== Exercise input ==

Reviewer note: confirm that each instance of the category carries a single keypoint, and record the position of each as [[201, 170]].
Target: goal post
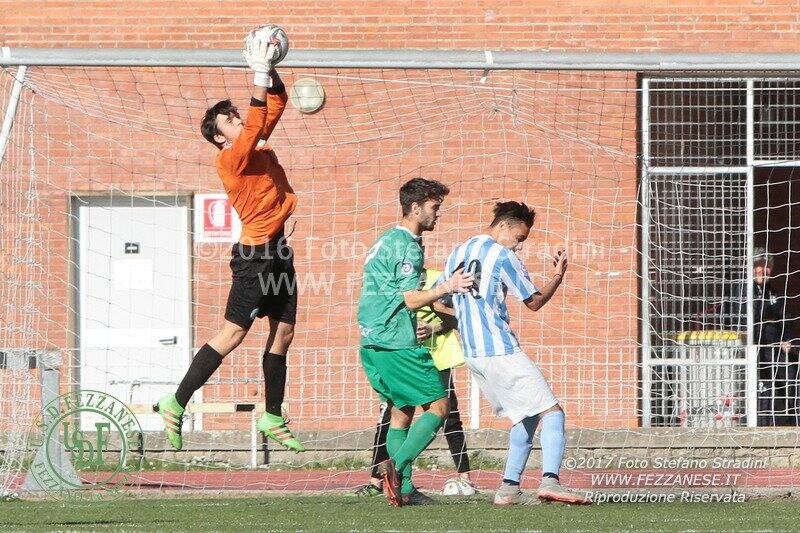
[[654, 170]]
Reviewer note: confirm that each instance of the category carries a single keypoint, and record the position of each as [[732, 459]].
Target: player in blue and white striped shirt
[[512, 383]]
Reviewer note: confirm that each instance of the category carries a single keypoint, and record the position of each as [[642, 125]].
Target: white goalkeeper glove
[[259, 54]]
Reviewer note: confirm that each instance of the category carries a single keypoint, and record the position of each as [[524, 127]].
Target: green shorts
[[405, 377]]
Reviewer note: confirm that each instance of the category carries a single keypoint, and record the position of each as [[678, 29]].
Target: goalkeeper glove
[[259, 54]]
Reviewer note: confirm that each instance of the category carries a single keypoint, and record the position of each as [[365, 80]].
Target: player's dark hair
[[514, 211], [420, 190], [209, 126]]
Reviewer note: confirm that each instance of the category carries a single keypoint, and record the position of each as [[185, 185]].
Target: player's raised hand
[[259, 53], [560, 262], [460, 281]]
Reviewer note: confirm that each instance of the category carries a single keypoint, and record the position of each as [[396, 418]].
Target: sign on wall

== Work required ==
Restate word for word the lines running from the line that holds "as [[396, 418]]." to the final line of the entries.

== Task solution ==
Reviewer note: confirm that each instance of the category carries a single keypoint, and record the position of each as [[396, 418]].
Target: sign on wall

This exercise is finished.